**Task directions**
Please repeat the records below word for word, leaving the pictures out of your answer.

[Image location labeling entries]
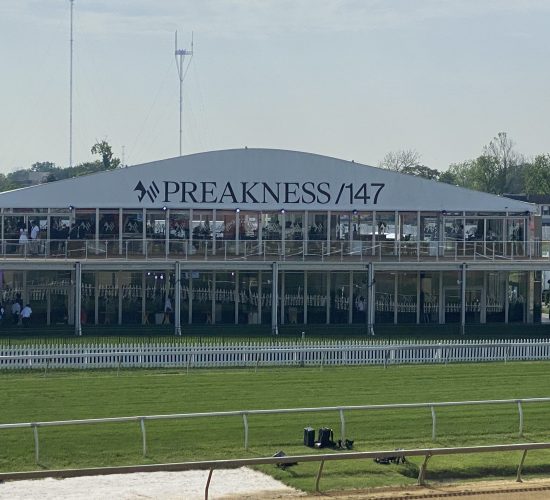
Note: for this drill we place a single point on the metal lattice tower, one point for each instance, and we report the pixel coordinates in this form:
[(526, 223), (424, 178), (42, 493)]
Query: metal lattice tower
[(180, 56)]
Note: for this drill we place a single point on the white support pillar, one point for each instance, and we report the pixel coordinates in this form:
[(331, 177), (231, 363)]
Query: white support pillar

**Result for this exercise**
Note: for this drill we place a single point on the metal lattice tower, one point for each instance, and we report the pixel coordinates in this form:
[(526, 223), (424, 178), (42, 493)]
Query: metal lattice tower
[(180, 56)]
Note: for this drill we place a single point on the white support pillar, one point for each instance, and we report the pixel coordinates in this form:
[(331, 177), (231, 363)]
Query: white support pillar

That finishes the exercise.